Since the data must remain as supplied, reproduce it word for word.

▬▬▬

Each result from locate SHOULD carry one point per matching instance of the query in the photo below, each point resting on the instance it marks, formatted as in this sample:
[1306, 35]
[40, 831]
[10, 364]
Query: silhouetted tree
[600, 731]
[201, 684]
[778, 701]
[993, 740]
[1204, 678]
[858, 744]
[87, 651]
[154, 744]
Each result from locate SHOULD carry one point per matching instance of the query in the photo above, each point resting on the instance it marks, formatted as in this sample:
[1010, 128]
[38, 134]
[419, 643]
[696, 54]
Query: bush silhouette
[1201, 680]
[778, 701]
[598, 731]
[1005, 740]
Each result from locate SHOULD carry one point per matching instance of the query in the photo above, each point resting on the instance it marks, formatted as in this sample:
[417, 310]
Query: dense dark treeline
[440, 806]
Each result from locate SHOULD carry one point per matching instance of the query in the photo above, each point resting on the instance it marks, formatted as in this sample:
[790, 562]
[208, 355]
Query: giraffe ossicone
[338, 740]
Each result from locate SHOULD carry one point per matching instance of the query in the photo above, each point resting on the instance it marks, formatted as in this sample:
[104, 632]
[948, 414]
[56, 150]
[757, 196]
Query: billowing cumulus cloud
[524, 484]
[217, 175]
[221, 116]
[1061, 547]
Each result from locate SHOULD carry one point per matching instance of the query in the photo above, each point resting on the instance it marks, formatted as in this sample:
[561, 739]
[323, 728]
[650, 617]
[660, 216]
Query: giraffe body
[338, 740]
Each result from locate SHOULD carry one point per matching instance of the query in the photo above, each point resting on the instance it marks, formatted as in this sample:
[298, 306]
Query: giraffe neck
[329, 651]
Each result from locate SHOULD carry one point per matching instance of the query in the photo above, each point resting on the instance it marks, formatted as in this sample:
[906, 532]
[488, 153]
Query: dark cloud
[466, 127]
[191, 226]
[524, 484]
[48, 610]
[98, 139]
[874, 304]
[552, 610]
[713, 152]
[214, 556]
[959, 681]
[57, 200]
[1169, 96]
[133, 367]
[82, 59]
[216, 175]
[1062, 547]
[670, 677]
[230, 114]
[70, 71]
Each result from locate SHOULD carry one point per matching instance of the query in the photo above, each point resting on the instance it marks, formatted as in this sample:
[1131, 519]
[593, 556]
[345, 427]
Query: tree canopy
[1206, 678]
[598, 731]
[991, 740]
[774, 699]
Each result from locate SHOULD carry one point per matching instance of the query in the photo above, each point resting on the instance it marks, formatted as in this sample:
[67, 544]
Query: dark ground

▬▬▬

▶ Your response
Each result from locate SHOULD carry one point per matching instance of the query in the photo below, each point resting on the instance it marks, formatted as in this sample:
[1306, 35]
[40, 831]
[10, 364]
Query: silhouetted tree
[600, 731]
[201, 684]
[778, 701]
[993, 740]
[1204, 678]
[858, 744]
[87, 651]
[154, 744]
Each result from locate SHOULD carry one point per matching instance of the query in the photo above, each point resting on the instance it marks, formatted as in this sample:
[1010, 128]
[38, 134]
[419, 643]
[696, 54]
Query: bush silhouette
[1201, 680]
[778, 701]
[598, 731]
[1005, 740]
Each result from locate SHOULD carry one point per matching instance of the query in the photo above, each point resting on the instance it marks, formatted as in this sample:
[417, 310]
Query: dense dark treeline
[440, 806]
Each result from locate SHOULD carry one point per matching instance of the query in the photo above, each point resting on the instance it marks, formatted as in this sample:
[790, 562]
[208, 355]
Query: giraffe ossicone
[338, 740]
Each result from locate SHOULD carry one point per matching instance of the query in the photo above, each point resting on the instance it marks, formatted as in this sample:
[104, 632]
[948, 414]
[56, 150]
[757, 196]
Query: billowing cumulus cloud
[524, 484]
[217, 175]
[221, 116]
[1061, 547]
Each result from locate SHOULD carry one point per matching instance of the query in the photo above, each point resting on the instance it marks, formatted as in this sample:
[561, 739]
[323, 728]
[650, 617]
[660, 216]
Query: giraffe body
[338, 740]
Each result from locate SHOULD carry one point per matching instance of the query in the photo above, each point resting on the instance it marks, formatted as in this sample:
[298, 306]
Query: giraffe neck
[329, 651]
Each result from locate SHOULD carry one point per matching instance of the query in the photo above, each point resting on the instance it marks, formatted as in this sample:
[906, 532]
[488, 153]
Query: dark cloud
[466, 127]
[191, 226]
[524, 484]
[48, 610]
[98, 139]
[874, 304]
[552, 610]
[713, 152]
[214, 556]
[959, 681]
[57, 200]
[1169, 96]
[133, 367]
[82, 59]
[216, 175]
[1062, 547]
[670, 677]
[230, 114]
[70, 71]
Each result from locate SHOULD carry one point per matching instance of the query in the photo above, each point resting on the instance it marks, formatted as in this sample:
[1131, 519]
[593, 556]
[345, 427]
Query: tree canopy
[1206, 678]
[598, 731]
[991, 740]
[774, 699]
Each result from locate SHOULD carry one point per matching instance of the query in the photo above, each point resting on the instance it marks, formatted as in this sample:
[67, 544]
Query: dark ground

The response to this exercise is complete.